Dam Monitoring Effects
Aug 5th, 2020
Dam monitoring effect is a case history. A client acquired a mining properties portfolio. It included inactive dams at closed mines. Some of these structures were relatively well documented, while others were not. As a result, the client was facing important decisions, one of them being the effort to enhance the knowledge on the structures. The question the client asked was: “What happens to a particular dam if the level of knowledge we have on an inactive dam goes from “no knowledge” to a future “enhanced knowledge”? Can you please characterize the knowledge-probability of failure relationship?
Ore2 Tailings and knowledge level and Dam Monitoring effects
We deployed ORE2_Tailings on the dam. At first, we derived the 30+ KPIs from the existing level of knowledge using the Factor of safety (FoS)=1.5 the engineers evaluated for the dam. Beside the dam being inactive, we made other assumptions and conditions we summarize below.
We then described levels of knowledge which dictate KPIs partial and progressive alterations as follows:
- No knowledge: encompasses only external observable symptoms,
- Poor knowledge: as above plus assumptions on “good behavior and engineering common practice” of prior owner.
- Today’s knowledge: based on all information available today. That includes reports, monitoring results and discussions to date and finally,
- enhanced future knowledge: considers FoS would be confirmed. This requires to further remove geotechnical uncertainties by additional studies
ORE2_Tailings dam ratings
ORE2_Tailings allows to study causality of the potential failure. In addition it also to expresses a “rating note”. The minimum note is 0, the maximum note is 10. The rating note qualifies the overall quality of the structure and its management, maintenance, monitoring etc. Of course the 0 and 10 are theoretical extremes. In general the statements below are true:
- A site visit and discussions on site generally allows to go to 1 or slightly above. That would have been the case for this dam if no information would have been available. Let’s note however that in this case thick knowledge can be paramount. Indeed we have used it many times in our practice.

Data section:
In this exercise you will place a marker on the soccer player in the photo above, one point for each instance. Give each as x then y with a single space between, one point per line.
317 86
---
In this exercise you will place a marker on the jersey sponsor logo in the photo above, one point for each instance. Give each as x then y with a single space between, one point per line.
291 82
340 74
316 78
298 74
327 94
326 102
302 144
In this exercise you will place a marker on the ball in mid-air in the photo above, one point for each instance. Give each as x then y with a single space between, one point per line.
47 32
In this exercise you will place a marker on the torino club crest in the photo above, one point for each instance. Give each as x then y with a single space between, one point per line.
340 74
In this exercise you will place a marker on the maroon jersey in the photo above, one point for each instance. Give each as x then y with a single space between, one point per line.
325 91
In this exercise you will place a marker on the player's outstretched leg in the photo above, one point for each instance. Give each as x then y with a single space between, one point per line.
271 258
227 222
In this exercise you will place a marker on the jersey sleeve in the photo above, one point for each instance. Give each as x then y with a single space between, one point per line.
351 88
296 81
==
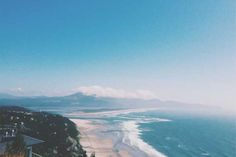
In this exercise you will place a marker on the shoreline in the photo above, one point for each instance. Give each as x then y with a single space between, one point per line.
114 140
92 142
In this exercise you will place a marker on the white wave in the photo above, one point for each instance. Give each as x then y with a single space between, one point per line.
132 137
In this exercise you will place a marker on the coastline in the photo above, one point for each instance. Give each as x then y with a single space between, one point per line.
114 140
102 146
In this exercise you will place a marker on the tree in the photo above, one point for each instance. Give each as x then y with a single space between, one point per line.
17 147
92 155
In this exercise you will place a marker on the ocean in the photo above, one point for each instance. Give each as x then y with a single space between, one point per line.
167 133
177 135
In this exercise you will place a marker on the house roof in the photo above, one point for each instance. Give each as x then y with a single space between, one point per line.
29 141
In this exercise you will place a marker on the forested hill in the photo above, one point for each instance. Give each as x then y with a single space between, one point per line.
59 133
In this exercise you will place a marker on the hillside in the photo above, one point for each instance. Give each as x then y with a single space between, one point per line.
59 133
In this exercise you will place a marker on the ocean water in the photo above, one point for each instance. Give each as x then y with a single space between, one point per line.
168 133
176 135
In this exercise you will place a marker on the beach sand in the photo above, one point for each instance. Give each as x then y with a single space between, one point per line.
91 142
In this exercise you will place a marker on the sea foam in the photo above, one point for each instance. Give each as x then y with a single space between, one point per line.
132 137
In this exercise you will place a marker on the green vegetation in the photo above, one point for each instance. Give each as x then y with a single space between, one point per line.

Required action 1: Please quote the dam monitoring text, everything from "Ore2 Tailings and" down to "we summarize below.".
Required action 2: Extend the dam monitoring text, beginning right after its last sentence.
The items have no connection to the dam monitoring text.

Written answer 1:
Ore2 Tailings and knowledge level and Dam Monitoring effects
We deployed ORE2_Tailings on the dam. At first, we derived the 30+ KPIs from the existing level of knowledge using the Factor of safety (FoS)=1.5 the engineers evaluated for the dam. Beside the dam being inactive, we made other assumptions and conditions we summarize below.

Written answer 2:
- Of course aerial views (including Google earth and perhaps a historic InSAR analysis, satellite optical imagery and NDVI) also can bring the knowledge level up looking backward and/or forward in time.
- There is no perfect knowledge and a bad dam will remain bad even if we know all the details of how bad it is and why.
- Finally IoT, big data and AI may be interesting additions, although dam failures are not frequent enough to allow machine learning.
The graph below shows how the dam rating evolves when knowledge level increases for the specific inactive dam we studied.
Dams ratings change with knowledge
We can see from the graph that:
- If we had no knowledge on the dam it would have a very poor rating note,
- poor knowledge would lead to 4 to 5.
- Today the dam sports a note of 7.2 and finally,
- if the knowledge is further increased the rating note could go higher than 8. However it would certainly not reach 10 for the reasons explained above.
The drivers of the overall notes vary as follows, based on the assumptions we made for this specific inactive dam:
- No knowledge: geotechnical/geomechanical gaps
- Poor knowledge: construction/geomechanical gaps
- As per today: construction/geomechanical gaps and finally,
- future enhanced knowledge: construction
Let’s consider now various “possible states” of the Dam.
It is interesting to see the influence of knowledge on the dam per se, or the dam combined with Probable Maximum Flood (PMF) and/or seismic activities. We have selected a few “possible states” for this analysis, being clear that we may select others. Here they are:
- Dam with infinite capacity ancillary water management facilities (PWM): this is the case of a dam where the ancillary water facilities would be designed with a PMF with incredible return (say over 100,000 years).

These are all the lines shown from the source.